- _EXPLORE THE MATERIAL_
1. Reproduce word for word the stretch of the Predator article from "Predator Videocams Watch" through "to American commanders.".
2. According to Steven Aftergood's quote in the Predator article, what are all the things that information is needed for?

- _SOURCE EXTRACT_

- - - -

Predator Videocams Watch U.S. Forces

U.S. forces involved in Operation Anaconda weren't just being watched by enemy eyes peering from the cavernous mountain terrain in Afghanistan. High above the action, a live video feed was being transmitted to American commanders.

"The nice thing about video is it is in real time," a senior Air Force official at the Pentagon said in a telephone interview. "You are seeing a live broadcast of movement, of what people are doing. For force protection and real time prosecution of targets, video is a great aide," he said.

Video spying is the primary function of the Predator, an unmanned surveillance aircraft that has proven invaluable to American troops as they work to conquer the Afghan terrain. It was a Predator video feed that allowed military commanders to witness portions of the Anaconda operation where Navy SEAL Neil Roberts fell from a U.S. helicopter that was being fired on by Al Qaeda forces.

Whether Roberts was executed by Al Qaeda troops after falling from the helicopter or died in the fall is sill being debated. But the episode only highlighted the benefits of video surveillance technology as an essential component for modern warfare.

"Information is needed for targeting, battle damage assessment, and intelligence," said Steven Aftergood, senior research analyst for The Federation of American Scientists. "The way that weaponry is evolving is not to become more explosive or more powerful in terms of explosive effect, but to become more precise in its application."

- - - -

- _SUPPLIED ENTRIES_
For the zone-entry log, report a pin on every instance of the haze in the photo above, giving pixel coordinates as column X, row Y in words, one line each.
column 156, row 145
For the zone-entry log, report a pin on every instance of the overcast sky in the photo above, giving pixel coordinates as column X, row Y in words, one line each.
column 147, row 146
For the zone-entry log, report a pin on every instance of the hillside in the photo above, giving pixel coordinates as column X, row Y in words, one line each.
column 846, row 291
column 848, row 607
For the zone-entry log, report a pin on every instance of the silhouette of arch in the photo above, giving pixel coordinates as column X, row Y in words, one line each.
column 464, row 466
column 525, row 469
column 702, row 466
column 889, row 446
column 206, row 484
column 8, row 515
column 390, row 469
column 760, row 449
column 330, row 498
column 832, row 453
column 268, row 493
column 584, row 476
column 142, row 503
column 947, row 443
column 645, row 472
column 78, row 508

- - - -

- _EXERCISE RESULTS_
1.
Predator Videocams Watch U.S. Forces

U.S. forces involved in Operation Anaconda weren't just being watched by enemy eyes peering from the cavernous mountain terrain in Afghanistan. High above the action, a live video feed was being transmitted to American commanders.

2. Targeting, battle damage assessment, and intelligence.